Every line of the material is to be repeated exactly as it stands.

─── DATA SECTION ───

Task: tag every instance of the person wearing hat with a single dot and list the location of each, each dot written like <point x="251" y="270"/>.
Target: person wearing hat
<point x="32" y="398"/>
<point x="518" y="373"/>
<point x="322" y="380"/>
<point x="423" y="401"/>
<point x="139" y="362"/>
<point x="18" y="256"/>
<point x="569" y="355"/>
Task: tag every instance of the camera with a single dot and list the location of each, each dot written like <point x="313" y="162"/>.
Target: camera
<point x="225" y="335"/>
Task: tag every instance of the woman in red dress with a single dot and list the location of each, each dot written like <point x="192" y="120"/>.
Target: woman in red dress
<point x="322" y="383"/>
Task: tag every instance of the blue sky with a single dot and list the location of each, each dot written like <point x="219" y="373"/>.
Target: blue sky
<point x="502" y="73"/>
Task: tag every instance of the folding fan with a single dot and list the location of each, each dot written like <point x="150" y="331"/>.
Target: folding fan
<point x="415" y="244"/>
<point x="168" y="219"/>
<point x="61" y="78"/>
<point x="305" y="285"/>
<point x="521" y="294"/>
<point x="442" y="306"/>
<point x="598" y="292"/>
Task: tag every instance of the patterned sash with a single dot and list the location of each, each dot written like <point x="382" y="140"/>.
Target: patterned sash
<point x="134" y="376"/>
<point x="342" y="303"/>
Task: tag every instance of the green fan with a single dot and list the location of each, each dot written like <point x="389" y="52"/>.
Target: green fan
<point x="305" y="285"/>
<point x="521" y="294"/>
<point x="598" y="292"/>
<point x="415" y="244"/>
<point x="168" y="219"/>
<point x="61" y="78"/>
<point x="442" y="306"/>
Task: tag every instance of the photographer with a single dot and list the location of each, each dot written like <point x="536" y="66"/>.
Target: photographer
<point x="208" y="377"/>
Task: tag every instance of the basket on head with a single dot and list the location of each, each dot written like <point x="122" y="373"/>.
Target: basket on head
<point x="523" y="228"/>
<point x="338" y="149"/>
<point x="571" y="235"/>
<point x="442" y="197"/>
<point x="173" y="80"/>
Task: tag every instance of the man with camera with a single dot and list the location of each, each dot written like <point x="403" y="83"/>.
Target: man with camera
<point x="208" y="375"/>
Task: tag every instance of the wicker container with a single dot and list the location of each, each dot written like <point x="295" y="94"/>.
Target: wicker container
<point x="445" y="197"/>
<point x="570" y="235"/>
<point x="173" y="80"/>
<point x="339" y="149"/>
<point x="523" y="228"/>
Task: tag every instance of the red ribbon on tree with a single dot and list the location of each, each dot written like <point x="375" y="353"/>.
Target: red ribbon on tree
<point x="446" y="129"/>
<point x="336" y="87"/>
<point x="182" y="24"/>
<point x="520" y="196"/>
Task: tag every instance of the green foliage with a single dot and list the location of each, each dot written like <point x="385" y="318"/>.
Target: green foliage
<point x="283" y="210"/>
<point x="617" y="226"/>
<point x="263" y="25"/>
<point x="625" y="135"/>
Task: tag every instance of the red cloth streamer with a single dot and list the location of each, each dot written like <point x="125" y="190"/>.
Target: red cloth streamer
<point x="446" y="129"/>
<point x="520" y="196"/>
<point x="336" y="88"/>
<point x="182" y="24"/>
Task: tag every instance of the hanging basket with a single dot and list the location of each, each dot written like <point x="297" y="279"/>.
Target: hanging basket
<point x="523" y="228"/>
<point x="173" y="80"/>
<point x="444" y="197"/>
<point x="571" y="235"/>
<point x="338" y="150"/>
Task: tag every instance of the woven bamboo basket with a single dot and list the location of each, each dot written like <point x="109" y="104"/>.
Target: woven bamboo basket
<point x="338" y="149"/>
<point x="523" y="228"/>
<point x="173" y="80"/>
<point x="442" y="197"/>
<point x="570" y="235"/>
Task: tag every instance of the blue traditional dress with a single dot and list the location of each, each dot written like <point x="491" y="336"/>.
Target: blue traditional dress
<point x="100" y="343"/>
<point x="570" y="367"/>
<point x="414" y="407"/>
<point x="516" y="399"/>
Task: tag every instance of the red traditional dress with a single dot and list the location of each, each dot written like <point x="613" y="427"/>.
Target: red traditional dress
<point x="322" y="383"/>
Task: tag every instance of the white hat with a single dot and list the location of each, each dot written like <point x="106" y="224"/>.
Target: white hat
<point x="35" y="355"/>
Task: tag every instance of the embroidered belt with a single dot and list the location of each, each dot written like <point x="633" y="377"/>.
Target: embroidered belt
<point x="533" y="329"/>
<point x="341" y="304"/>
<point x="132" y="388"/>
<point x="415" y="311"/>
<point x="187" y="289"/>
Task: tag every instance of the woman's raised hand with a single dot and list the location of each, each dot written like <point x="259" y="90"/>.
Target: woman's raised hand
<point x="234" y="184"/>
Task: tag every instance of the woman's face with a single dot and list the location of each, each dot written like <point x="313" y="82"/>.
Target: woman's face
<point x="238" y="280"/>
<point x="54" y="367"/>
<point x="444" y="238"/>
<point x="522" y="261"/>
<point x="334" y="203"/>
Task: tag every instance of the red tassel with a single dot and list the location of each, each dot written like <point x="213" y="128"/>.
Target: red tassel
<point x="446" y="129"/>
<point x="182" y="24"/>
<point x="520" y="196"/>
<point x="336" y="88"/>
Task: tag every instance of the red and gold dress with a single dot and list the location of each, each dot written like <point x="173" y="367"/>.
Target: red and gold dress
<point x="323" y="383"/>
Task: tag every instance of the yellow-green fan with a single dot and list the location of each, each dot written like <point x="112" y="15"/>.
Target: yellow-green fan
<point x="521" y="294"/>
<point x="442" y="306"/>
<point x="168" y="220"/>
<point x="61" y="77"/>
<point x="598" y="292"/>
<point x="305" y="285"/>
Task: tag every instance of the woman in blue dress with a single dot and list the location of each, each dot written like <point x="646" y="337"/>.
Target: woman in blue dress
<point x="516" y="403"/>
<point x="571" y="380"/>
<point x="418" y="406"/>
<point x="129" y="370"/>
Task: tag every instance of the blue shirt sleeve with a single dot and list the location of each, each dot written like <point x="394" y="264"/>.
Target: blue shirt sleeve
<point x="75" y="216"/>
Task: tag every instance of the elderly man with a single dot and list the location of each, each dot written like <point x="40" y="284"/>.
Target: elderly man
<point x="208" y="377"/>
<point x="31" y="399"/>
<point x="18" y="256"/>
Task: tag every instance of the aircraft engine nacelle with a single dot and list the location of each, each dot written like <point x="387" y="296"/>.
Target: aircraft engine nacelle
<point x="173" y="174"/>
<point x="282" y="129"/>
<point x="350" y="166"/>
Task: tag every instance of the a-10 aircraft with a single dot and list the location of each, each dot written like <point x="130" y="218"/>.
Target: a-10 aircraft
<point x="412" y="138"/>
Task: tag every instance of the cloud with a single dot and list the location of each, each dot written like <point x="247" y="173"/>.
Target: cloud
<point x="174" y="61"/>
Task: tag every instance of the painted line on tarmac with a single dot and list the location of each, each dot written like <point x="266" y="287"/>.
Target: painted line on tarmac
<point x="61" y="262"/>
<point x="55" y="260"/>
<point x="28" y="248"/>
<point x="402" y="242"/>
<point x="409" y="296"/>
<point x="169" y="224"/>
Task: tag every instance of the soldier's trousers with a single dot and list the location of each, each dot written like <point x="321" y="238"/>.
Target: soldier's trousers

───

◆ EXPECTED OUTPUT:
Task: tag every instance of the person wearing hat with a single dot and list the location of each, each dot written like <point x="251" y="270"/>.
Target: person wearing hat
<point x="32" y="398"/>
<point x="518" y="373"/>
<point x="322" y="380"/>
<point x="423" y="401"/>
<point x="139" y="362"/>
<point x="18" y="256"/>
<point x="569" y="355"/>
Task: tag every instance of the camera with a single dot and list the location of each, each dot written like <point x="313" y="162"/>.
Target: camera
<point x="225" y="335"/>
Task: tag every instance of the woman in red dress with a single dot and list the location of each, each dot written like <point x="192" y="120"/>.
Target: woman in red dress
<point x="322" y="383"/>
Task: tag every instance of the blue sky with a single dot and list the location of each, each dot written like <point x="219" y="373"/>.
Target: blue sky
<point x="502" y="73"/>
Task: tag every instance of the folding fan with a single dot and list the location of each, each dot written like <point x="150" y="331"/>.
Target: folding fan
<point x="415" y="244"/>
<point x="168" y="219"/>
<point x="61" y="78"/>
<point x="305" y="285"/>
<point x="521" y="294"/>
<point x="442" y="306"/>
<point x="598" y="292"/>
Task: tag every instance of the patterned sash with a single dot and list the location of each, each dot written like <point x="382" y="140"/>.
Target: patterned sash
<point x="134" y="376"/>
<point x="342" y="303"/>
Task: tag every instance of the green fan with a single dot and list the location of each, each dot written like <point x="389" y="52"/>.
Target: green fan
<point x="305" y="285"/>
<point x="521" y="294"/>
<point x="598" y="292"/>
<point x="415" y="244"/>
<point x="168" y="219"/>
<point x="61" y="78"/>
<point x="442" y="306"/>
Task: tag every instance of the photographer with a single dot and list the location of each, each dot written like <point x="536" y="66"/>.
Target: photographer
<point x="208" y="377"/>
Task: tag every instance of the basket on head with a single dot and list the location of each, each dot written like <point x="122" y="373"/>.
Target: basket on head
<point x="523" y="228"/>
<point x="338" y="149"/>
<point x="571" y="235"/>
<point x="442" y="197"/>
<point x="173" y="80"/>
Task: tag every instance of the man with camera with a single dot and list the location of each, each dot written like <point x="403" y="83"/>.
Target: man with camera
<point x="208" y="375"/>
Task: tag every instance of the wicker container with a single dot and list the location of each, each dot written like <point x="295" y="94"/>.
Target: wicker container
<point x="445" y="197"/>
<point x="570" y="235"/>
<point x="173" y="80"/>
<point x="339" y="149"/>
<point x="523" y="228"/>
Task: tag every instance of the red ribbon on tree with a single dot and list the location of each, each dot written like <point x="375" y="353"/>.
Target: red ribbon on tree
<point x="446" y="129"/>
<point x="336" y="87"/>
<point x="182" y="24"/>
<point x="520" y="196"/>
Task: tag every instance of the green foliage with a single dot and list the location of each, each dot written like <point x="385" y="318"/>.
Target: green foliage
<point x="283" y="210"/>
<point x="617" y="226"/>
<point x="263" y="25"/>
<point x="625" y="135"/>
Task: tag every instance of the red cloth streamer with a single dot and list the location of each, each dot written like <point x="125" y="190"/>.
Target: red cloth streamer
<point x="446" y="129"/>
<point x="520" y="196"/>
<point x="336" y="88"/>
<point x="182" y="24"/>
Task: tag every instance of the hanging basket with a single dot and list the location of each, each dot written like <point x="297" y="279"/>.
Target: hanging basket
<point x="523" y="228"/>
<point x="173" y="80"/>
<point x="444" y="197"/>
<point x="571" y="235"/>
<point x="338" y="150"/>
Task: tag every instance of the woven bamboo basket with a single dot and list the location of each, each dot written like <point x="109" y="104"/>.
Target: woven bamboo basket
<point x="338" y="149"/>
<point x="523" y="228"/>
<point x="173" y="80"/>
<point x="442" y="197"/>
<point x="570" y="235"/>
Task: tag every instance of the blue traditional dress with a single dot and list the location of each, each dot written like <point x="491" y="336"/>.
Target: blue traditional dress
<point x="100" y="343"/>
<point x="570" y="367"/>
<point x="414" y="407"/>
<point x="516" y="399"/>
Task: tag every instance of the red traditional dress with a single dot and list the location of each, each dot written like <point x="613" y="427"/>.
Target: red traditional dress
<point x="322" y="383"/>
Task: tag every instance of the white hat with a single dot and list the location of each, each dot written like <point x="106" y="224"/>.
Target: white hat
<point x="35" y="355"/>
Task: tag every instance of the embroidered belt with a single dot and list the location of each, each dot written like <point x="633" y="377"/>.
Target: embroidered belt
<point x="533" y="329"/>
<point x="341" y="304"/>
<point x="132" y="388"/>
<point x="415" y="311"/>
<point x="187" y="289"/>
Task: tag every instance of the woman's raised hand with a single dot and list the location of each, each dot written like <point x="259" y="90"/>.
Target: woman's raised hand
<point x="234" y="184"/>
Task: tag every instance of the woman's face with a single dot and list the location of each, each dot written like <point x="313" y="82"/>.
Target: woman's face
<point x="238" y="280"/>
<point x="54" y="367"/>
<point x="444" y="238"/>
<point x="522" y="261"/>
<point x="334" y="203"/>
Task: tag every instance of the red tassel with a single dot and list the location of each, each dot written like <point x="213" y="128"/>.
Target: red tassel
<point x="446" y="129"/>
<point x="182" y="24"/>
<point x="520" y="196"/>
<point x="336" y="88"/>
Task: tag every instance of the red and gold dress with a single dot and list the location of each, each dot written like <point x="173" y="367"/>.
Target: red and gold dress
<point x="323" y="383"/>
Task: tag every instance of the yellow-green fan with a single dot and list the location of each, each dot written like <point x="112" y="15"/>.
Target: yellow-green fan
<point x="521" y="294"/>
<point x="442" y="306"/>
<point x="168" y="220"/>
<point x="61" y="77"/>
<point x="598" y="292"/>
<point x="305" y="285"/>
Task: tag every instance of the woman in blue dress with a single dot and list the location of each, each dot written like <point x="646" y="337"/>.
Target: woman in blue dress
<point x="516" y="403"/>
<point x="571" y="380"/>
<point x="418" y="406"/>
<point x="129" y="370"/>
Task: tag every instance of the blue shirt sleeve with a single dot and list the location of each, each dot written like <point x="394" y="264"/>.
Target: blue shirt sleeve
<point x="75" y="216"/>
Task: tag every instance of the elderly man with a single dot and list the location of each, each dot written like <point x="40" y="284"/>.
Target: elderly man
<point x="208" y="377"/>
<point x="31" y="399"/>
<point x="18" y="256"/>
Task: tag every instance of the aircraft engine nacelle with a single dot and list the location of each, each dot written like <point x="387" y="296"/>.
Target: aircraft engine nacelle
<point x="173" y="174"/>
<point x="282" y="129"/>
<point x="350" y="166"/>
Task: tag every instance of the a-10 aircraft with a single dot and list the location of each, each dot written like <point x="130" y="218"/>.
Target: a-10 aircraft
<point x="412" y="138"/>
Task: tag every instance of the cloud with a single dot and list the location of each, each dot written like <point x="247" y="173"/>.
Target: cloud
<point x="174" y="61"/>
Task: tag every instance of the painted line on tarmac with a single dot and list the location of each, each dot written like <point x="266" y="287"/>.
Target: painted line on tarmac
<point x="61" y="262"/>
<point x="55" y="260"/>
<point x="28" y="248"/>
<point x="402" y="242"/>
<point x="409" y="296"/>
<point x="169" y="224"/>
Task: tag every instance of the soldier's trousers with a single dot and list the location of each, each dot written like <point x="321" y="238"/>.
Target: soldier's trousers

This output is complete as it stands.